» Text for analysis

::::

Extra Water for Sports and Exercise
The baseline recommendations assume a relatively normal day. If you’re playing sports, running, or doing any intense physical activity, your needs increase significantly. A widely used formula for young athletes is about 13 milliliters per kilogram of body weight per hour of exercise. For a 60-kilogram (130-pound) teen, that works out to roughly 780 milliliters, or a little over 3 cups, for every hour of hard activity.
What happens after the workout matters too. Post-exercise rehydration helps you recover and prevents starting your next practice already in a deficit. The guideline is about 4 milliliters per kilogram for each hour of exercise you just completed. For that same 130-pound teen, that’s roughly an extra cup of fluid after a one-hour session. Sipping steadily rather than chugging all at once helps your body absorb the water more efficiently.

::::

» Excerpted records
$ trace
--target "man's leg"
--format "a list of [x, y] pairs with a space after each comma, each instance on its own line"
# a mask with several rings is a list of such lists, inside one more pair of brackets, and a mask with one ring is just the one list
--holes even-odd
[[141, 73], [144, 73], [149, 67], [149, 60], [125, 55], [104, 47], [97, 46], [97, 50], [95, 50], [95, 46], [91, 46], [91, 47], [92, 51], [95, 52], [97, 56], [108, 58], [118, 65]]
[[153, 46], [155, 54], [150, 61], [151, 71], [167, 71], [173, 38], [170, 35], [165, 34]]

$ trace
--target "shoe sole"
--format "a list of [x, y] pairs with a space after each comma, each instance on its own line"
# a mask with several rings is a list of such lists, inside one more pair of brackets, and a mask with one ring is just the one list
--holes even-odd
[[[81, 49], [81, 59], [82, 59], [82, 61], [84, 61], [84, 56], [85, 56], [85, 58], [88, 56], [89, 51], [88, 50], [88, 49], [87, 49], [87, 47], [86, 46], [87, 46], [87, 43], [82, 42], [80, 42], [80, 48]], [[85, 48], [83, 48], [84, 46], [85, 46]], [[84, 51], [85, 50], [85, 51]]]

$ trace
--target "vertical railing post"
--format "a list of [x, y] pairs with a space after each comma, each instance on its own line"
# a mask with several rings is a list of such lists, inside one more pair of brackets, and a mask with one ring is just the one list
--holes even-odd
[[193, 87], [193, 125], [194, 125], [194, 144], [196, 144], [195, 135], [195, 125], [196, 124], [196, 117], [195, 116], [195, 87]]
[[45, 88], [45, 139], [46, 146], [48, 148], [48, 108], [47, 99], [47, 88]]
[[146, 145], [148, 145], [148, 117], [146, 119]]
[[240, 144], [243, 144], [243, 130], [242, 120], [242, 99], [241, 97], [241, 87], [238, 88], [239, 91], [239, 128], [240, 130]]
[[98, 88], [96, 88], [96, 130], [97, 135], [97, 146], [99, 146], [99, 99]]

::::

» Set of tasks
- a) In the text on water for sports, about how much fluid does a 60-kilogram (130-pound) teen need for each hour of hard activity?
- b) Using the text on water for sports, explain why it matters to drink fluid after a workout.
The rows have nothing to do with what you're asked here.

» Answers by item
- a) Roughly 780 milliliters, or a little over 3 cups.

- b) Drinking after exercise helps you recover. It also keeps you from starting your next practice already short on fluid.